Object pointing dataset rows:
--- START ---

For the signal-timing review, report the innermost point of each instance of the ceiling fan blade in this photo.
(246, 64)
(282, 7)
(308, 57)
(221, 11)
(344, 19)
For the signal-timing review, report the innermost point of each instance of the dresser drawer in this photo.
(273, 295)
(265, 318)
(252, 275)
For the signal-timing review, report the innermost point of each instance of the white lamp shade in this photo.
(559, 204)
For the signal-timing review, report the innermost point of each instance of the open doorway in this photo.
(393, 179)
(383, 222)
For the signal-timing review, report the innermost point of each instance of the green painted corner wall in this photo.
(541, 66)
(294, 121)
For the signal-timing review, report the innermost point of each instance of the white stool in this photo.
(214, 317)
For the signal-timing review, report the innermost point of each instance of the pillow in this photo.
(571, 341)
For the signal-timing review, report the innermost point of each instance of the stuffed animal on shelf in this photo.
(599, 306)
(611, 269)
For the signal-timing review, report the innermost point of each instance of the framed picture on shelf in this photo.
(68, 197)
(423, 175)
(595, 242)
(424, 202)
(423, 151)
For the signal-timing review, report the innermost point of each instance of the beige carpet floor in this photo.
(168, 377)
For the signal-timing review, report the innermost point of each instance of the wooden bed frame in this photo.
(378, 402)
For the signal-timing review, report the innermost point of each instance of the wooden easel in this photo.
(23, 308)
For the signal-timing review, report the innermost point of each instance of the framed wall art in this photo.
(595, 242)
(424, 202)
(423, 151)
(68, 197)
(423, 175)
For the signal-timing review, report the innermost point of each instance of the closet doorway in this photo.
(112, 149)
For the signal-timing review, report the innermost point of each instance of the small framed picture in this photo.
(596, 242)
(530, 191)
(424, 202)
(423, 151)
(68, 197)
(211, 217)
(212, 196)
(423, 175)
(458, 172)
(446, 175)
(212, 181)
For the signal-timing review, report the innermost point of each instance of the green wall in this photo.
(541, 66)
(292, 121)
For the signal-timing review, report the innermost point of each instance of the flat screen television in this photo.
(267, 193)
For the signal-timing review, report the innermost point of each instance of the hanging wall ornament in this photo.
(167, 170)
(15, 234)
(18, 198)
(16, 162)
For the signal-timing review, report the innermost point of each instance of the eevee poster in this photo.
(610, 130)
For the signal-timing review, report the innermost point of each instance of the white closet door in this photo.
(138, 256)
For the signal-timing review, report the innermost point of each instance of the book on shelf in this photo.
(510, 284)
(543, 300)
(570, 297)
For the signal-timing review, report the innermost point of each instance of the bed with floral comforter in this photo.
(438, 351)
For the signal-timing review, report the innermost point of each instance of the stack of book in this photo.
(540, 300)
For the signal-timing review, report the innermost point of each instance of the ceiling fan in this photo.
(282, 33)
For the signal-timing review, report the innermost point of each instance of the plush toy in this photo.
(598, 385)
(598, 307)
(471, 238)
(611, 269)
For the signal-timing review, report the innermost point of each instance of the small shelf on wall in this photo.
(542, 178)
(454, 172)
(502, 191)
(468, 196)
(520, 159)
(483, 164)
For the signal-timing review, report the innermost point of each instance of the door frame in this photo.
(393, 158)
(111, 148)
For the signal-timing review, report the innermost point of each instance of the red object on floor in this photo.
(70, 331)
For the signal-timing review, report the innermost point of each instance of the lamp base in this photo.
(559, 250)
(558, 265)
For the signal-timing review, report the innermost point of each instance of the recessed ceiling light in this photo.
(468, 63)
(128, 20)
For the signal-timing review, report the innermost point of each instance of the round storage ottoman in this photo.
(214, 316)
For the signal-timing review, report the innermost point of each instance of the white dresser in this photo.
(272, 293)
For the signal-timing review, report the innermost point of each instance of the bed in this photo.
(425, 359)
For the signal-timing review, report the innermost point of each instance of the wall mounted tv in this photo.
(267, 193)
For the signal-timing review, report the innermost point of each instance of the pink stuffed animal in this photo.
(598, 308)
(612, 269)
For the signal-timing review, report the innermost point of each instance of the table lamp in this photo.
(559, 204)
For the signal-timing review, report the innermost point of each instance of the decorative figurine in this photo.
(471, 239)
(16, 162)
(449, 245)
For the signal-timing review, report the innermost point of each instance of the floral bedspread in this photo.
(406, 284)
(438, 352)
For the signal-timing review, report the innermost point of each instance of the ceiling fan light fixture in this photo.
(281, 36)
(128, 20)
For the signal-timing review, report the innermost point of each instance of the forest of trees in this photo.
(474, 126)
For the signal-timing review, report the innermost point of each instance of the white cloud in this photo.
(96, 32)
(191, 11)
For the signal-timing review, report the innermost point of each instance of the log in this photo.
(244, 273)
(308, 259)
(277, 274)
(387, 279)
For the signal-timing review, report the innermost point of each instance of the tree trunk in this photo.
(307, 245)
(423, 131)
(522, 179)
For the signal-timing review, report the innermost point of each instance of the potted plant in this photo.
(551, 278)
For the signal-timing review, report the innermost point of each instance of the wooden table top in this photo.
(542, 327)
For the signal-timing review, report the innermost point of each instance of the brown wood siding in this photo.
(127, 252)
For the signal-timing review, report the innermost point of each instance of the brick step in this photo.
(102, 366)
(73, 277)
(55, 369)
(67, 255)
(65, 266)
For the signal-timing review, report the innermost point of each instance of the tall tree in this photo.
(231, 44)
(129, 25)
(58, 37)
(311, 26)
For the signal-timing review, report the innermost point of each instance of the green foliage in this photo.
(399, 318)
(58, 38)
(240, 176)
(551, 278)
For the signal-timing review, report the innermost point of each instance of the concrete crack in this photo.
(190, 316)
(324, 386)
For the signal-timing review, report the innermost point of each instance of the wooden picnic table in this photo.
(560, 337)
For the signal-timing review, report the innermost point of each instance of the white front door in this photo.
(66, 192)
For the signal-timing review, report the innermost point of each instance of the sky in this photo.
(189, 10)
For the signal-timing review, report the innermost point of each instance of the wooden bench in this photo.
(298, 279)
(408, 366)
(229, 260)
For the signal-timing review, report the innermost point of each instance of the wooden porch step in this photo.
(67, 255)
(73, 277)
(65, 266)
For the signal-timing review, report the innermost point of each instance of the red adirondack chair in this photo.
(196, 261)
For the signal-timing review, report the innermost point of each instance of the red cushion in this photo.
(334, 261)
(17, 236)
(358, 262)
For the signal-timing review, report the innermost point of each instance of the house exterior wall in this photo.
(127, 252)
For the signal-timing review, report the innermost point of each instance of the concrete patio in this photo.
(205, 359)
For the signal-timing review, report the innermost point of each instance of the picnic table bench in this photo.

--- END ---

PROBLEM TO SOLVE — Print the whole listing exactly as it is.

EXERCISE ANSWER —
For the signal-timing review, report the innermost point of each instance of the ceiling fan blade in this photo.
(246, 64)
(282, 7)
(308, 57)
(221, 11)
(344, 19)
For the signal-timing review, report the innermost point of each instance of the dresser drawer in this photo.
(273, 295)
(265, 318)
(252, 275)
For the signal-timing review, report the innermost point of each instance of the white lamp shade in this photo.
(559, 204)
For the signal-timing review, report the innermost point of each instance of the open doorway in this photo.
(393, 179)
(383, 222)
For the signal-timing review, report the innermost point of each instance of the green painted corner wall in this photo.
(541, 66)
(294, 121)
For the signal-timing review, report the innermost point of each instance of the white stool in this photo.
(214, 317)
For the signal-timing review, report the innermost point of each instance of the pillow in this photo.
(571, 341)
For the signal-timing review, report the innermost point of each instance of the stuffed animal on shelf in this photo.
(599, 306)
(611, 269)
For the signal-timing review, report the innermost point of each instance of the framed picture on shelf in this photo.
(68, 197)
(423, 175)
(595, 242)
(424, 202)
(423, 151)
For the signal-timing review, report the innermost point of each instance of the beige carpet floor in this photo.
(168, 377)
For the signal-timing review, report the innermost point of each instance of the wooden bed frame in this photo.
(378, 402)
For the signal-timing review, report the innermost point of each instance of the wooden easel in this photo.
(23, 308)
For the signal-timing review, report the innermost point of each instance of the framed wall art in this photo.
(595, 242)
(424, 202)
(423, 151)
(68, 197)
(423, 175)
For the signal-timing review, report the innermost point of each instance of the closet doorway in this photo.
(112, 149)
For the signal-timing review, report the innermost point of each instance of the small framed picture in this photo.
(596, 242)
(530, 191)
(424, 202)
(423, 151)
(68, 197)
(211, 217)
(212, 196)
(423, 175)
(458, 172)
(446, 175)
(212, 181)
For the signal-timing review, report the innermost point of each instance of the green wall in this photo.
(541, 66)
(292, 121)
For the signal-timing review, report the innermost point of each instance of the flat screen television in this photo.
(267, 193)
For the signal-timing review, report the innermost point of each instance of the hanging wall ornament in this photo.
(167, 170)
(15, 234)
(18, 198)
(16, 162)
For the signal-timing review, report the innermost point of each instance of the eevee poster in this photo.
(610, 130)
For the signal-timing review, report the innermost point of each instance of the white closet door in this photo.
(138, 256)
For the signal-timing review, report the innermost point of each instance of the book on shelf in this photo.
(510, 284)
(543, 300)
(570, 297)
For the signal-timing review, report the innermost point of each instance of the bed with floral comforter in this photo.
(438, 351)
For the signal-timing review, report the innermost point of each instance of the stack of book in this photo.
(540, 300)
For the signal-timing review, report the innermost point of each instance of the ceiling fan in this photo.
(282, 33)
For the signal-timing review, report the innermost point of each instance of the plush toy in this photo.
(598, 385)
(598, 307)
(471, 238)
(611, 269)
For the signal-timing review, report the innermost point of each instance of the small shelf on wall in this photo.
(542, 178)
(454, 172)
(502, 191)
(468, 196)
(520, 159)
(483, 164)
For the signal-timing review, report the innermost point of each instance of the door frame in this photo.
(393, 158)
(111, 148)
For the signal-timing review, report the innermost point of each instance of the red object on floor in this photo.
(70, 331)
For the signal-timing review, report the innermost point of each instance of the lamp base in this photo.
(559, 250)
(558, 265)
For the signal-timing review, report the innermost point of each instance of the recessed ceiling light in this photo.
(468, 63)
(128, 20)
For the signal-timing review, report the innermost point of each instance of the round storage ottoman in this photo.
(214, 316)
For the signal-timing review, report the innermost point of each instance of the white dresser in this photo.
(272, 293)
For the signal-timing review, report the innermost point of each instance of the bed in this photo.
(425, 359)
For the signal-timing review, report the innermost point of each instance of the wall mounted tv in this photo.
(267, 193)
For the signal-timing review, report the innermost point of each instance of the pink stuffed animal in this photo.
(598, 308)
(612, 269)
For the signal-timing review, report the innermost point of each instance of the table lamp in this photo.
(559, 204)
For the signal-timing review, report the innermost point of each instance of the decorative figurine in this photo.
(471, 239)
(16, 162)
(449, 245)
For the signal-timing review, report the innermost point of each instance of the floral bedspread in this photo.
(406, 284)
(438, 352)
For the signal-timing review, report the innermost point of each instance of the ceiling fan light fixture in this photo.
(281, 36)
(128, 20)
For the signal-timing review, report the innermost point of each instance of the forest of trees in this photo.
(474, 126)
For the signal-timing review, report the innermost point of each instance of the white cloud in this photo.
(96, 32)
(191, 11)
For the signal-timing review, report the innermost point of each instance of the log in this photo.
(244, 273)
(308, 259)
(277, 274)
(387, 279)
For the signal-timing review, report the innermost point of each instance of the tree trunk in this photo.
(307, 245)
(423, 131)
(522, 179)
For the signal-timing review, report the innermost point of each instance of the potted plant in this photo.
(551, 278)
For the signal-timing review, report the innermost point of each instance of the wooden table top in this photo.
(542, 327)
For the signal-timing review, report the innermost point of each instance of the brown wood siding in this photo.
(127, 252)
For the signal-timing review, report the innermost point of each instance of the brick step in this photo.
(102, 366)
(73, 277)
(55, 369)
(67, 255)
(65, 266)
For the signal-timing review, report the innermost point of each instance of the tall tree in this photo.
(231, 44)
(129, 25)
(58, 37)
(311, 26)
For the signal-timing review, report the innermost point of each instance of the green foliage in this photo.
(399, 318)
(58, 38)
(240, 176)
(551, 278)
For the signal-timing review, report the innermost point of each instance of the concrete crack in this photo.
(190, 316)
(324, 386)
For the signal-timing review, report the innermost point of each instance of the wooden picnic table in this photo.
(560, 337)
For the signal-timing review, report the innermost point of each instance of the white front door in this photo.
(66, 192)
For the signal-timing review, report the innermost point of each instance of the sky in this photo.
(189, 10)
For the signal-timing review, report the innermost point of each instance of the wooden bench in this photo.
(298, 279)
(408, 366)
(229, 260)
For the signal-timing review, report the innermost point of each instance of the wooden porch step in this photo.
(67, 255)
(73, 277)
(65, 266)
For the signal-timing review, report the innermost point of each instance of the red adirondack chair in this photo.
(196, 261)
For the signal-timing review, report the innermost point of each instance of the red cushion in this photo.
(334, 261)
(17, 236)
(358, 262)
For the signal-timing review, report the innermost point of each instance of the house exterior wall in this photo.
(127, 252)
For the signal-timing review, report the innermost point of each instance of the concrete patio in this photo.
(205, 359)
For the signal-timing review, report the innermost point of each instance of the picnic table bench in this photo.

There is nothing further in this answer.